Data records —
###

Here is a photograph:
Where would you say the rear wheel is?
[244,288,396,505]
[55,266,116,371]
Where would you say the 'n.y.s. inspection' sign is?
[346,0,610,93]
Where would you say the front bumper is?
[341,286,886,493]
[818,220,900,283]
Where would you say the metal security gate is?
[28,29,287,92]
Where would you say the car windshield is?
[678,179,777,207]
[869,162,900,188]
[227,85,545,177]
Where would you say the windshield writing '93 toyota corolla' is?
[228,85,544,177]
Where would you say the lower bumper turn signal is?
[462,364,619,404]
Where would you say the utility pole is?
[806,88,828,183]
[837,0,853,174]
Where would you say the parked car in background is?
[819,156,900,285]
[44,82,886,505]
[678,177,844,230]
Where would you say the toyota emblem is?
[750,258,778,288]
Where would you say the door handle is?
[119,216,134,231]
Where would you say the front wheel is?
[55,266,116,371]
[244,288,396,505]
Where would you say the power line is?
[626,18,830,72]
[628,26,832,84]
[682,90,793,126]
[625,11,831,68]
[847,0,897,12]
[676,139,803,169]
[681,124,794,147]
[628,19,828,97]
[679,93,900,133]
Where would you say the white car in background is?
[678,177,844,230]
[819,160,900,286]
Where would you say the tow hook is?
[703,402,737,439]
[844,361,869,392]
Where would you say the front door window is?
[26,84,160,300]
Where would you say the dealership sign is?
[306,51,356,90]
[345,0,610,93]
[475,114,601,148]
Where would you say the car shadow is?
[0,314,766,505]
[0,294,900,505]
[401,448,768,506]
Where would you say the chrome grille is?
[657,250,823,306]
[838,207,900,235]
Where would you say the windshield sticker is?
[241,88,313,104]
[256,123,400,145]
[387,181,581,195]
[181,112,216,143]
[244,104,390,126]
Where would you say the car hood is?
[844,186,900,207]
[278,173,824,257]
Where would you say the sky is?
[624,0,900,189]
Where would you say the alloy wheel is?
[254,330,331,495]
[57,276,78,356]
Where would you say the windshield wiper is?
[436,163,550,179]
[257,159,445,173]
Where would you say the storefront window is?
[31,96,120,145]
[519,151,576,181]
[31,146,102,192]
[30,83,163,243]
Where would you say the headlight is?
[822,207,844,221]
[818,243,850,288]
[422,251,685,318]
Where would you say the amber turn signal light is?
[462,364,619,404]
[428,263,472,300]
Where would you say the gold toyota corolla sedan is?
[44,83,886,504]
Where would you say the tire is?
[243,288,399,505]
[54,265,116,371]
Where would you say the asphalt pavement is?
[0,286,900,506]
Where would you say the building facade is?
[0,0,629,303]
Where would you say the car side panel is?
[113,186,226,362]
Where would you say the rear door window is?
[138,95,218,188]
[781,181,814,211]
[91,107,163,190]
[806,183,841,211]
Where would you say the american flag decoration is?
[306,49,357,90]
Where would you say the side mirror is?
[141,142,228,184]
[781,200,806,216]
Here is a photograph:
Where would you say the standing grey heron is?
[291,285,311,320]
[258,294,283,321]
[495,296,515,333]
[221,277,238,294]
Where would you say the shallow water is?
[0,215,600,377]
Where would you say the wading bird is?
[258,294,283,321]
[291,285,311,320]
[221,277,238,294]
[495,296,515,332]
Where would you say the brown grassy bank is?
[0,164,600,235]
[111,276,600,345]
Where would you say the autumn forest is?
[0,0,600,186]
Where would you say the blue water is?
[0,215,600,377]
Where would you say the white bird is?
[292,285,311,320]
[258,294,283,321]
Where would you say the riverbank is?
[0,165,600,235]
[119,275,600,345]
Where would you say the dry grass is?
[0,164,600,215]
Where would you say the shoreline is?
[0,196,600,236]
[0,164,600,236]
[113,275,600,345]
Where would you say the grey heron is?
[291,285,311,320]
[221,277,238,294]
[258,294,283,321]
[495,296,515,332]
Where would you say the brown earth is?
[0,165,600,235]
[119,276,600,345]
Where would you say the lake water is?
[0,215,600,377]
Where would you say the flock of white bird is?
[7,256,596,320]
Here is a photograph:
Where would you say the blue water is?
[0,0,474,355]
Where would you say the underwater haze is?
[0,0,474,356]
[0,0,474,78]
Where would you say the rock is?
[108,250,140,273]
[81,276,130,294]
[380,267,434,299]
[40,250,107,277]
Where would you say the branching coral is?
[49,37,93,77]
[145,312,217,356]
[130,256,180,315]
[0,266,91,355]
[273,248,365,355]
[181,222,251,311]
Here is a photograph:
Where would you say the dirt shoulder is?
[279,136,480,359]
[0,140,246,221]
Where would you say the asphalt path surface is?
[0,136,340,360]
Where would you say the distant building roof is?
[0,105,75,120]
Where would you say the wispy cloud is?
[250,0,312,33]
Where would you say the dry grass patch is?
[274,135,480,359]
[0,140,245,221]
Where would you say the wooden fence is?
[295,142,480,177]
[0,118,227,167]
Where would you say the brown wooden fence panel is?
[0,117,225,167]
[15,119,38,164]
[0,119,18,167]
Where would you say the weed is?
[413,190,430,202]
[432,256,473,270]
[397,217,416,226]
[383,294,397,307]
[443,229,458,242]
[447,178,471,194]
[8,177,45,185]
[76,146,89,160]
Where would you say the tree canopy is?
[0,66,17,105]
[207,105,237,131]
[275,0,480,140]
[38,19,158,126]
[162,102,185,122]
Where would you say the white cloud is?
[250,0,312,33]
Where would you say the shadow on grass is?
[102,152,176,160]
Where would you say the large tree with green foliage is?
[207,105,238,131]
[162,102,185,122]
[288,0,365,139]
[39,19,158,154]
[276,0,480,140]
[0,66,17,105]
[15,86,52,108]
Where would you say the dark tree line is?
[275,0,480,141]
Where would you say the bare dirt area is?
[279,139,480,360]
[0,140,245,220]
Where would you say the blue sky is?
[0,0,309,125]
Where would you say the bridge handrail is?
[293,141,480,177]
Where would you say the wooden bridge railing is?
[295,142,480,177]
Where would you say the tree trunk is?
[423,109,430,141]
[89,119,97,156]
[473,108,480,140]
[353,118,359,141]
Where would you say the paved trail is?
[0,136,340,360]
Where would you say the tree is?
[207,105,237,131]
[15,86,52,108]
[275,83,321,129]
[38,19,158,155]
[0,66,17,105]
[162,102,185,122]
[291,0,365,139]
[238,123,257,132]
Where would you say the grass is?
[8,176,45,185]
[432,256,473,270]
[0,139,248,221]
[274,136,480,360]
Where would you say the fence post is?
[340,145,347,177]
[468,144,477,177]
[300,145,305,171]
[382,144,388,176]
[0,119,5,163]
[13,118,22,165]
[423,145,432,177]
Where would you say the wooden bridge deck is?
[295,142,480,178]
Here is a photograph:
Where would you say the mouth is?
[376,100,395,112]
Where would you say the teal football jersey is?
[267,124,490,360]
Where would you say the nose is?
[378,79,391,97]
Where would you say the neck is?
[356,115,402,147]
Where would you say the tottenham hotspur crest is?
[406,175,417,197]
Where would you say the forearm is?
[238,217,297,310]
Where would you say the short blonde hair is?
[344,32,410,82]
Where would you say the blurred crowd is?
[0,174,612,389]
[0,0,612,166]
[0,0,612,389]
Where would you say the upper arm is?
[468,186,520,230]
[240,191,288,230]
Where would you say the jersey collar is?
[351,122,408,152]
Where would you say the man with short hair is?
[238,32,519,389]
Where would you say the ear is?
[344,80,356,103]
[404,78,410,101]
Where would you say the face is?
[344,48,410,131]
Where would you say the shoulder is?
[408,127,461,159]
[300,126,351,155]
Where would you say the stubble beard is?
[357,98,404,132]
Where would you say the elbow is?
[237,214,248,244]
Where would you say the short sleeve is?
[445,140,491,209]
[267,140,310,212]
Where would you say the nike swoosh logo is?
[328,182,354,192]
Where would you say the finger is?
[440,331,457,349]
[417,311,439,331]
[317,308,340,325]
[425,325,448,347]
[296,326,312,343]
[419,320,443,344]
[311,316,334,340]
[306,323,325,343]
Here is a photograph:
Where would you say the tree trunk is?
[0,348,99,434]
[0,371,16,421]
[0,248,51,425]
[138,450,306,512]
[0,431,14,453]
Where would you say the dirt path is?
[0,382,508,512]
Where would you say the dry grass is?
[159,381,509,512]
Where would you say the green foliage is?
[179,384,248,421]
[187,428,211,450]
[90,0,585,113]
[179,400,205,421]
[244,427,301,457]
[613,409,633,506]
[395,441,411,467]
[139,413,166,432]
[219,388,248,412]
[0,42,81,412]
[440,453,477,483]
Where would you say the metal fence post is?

###

Please output, as a numbered list with blank lines left out, the part of the rows above that opens with the line containing "Where would you say the car windshield is?" and closes with the line containing "[819,160,900,286]", both lines included.

Answer to this exercise —
1. Where would you say the car windshield is?
2. [678,179,777,207]
3. [869,162,900,188]
4. [227,85,545,177]
5. Where would you say the windshield writing '93 toyota corolla' is?
6. [228,85,544,177]
7. Where would you say the lower bumper turn signal is?
8. [462,364,619,404]
9. Where would you say the utility pole is?
10. [806,88,828,183]
11. [837,0,853,174]
12. Where would you say the parked car in background is?
13. [819,156,900,285]
14. [44,82,886,505]
15. [678,177,844,230]
16. Where would you say the toyota emblem is?
17. [750,258,778,288]
18. Where would you say the door handle is?
19. [119,216,134,231]
20. Where would you say the front wheel is?
21. [55,266,116,371]
22. [244,288,396,505]
23. Where would you say the power line is?
24. [626,18,830,72]
25. [628,26,832,84]
26. [682,90,793,126]
27. [625,11,831,68]
28. [847,0,897,12]
29. [676,139,803,169]
30. [681,124,794,147]
31. [628,19,828,97]
32. [679,93,900,133]
33. Where would you say the white car in background is?
34. [678,177,844,230]
35. [819,160,900,286]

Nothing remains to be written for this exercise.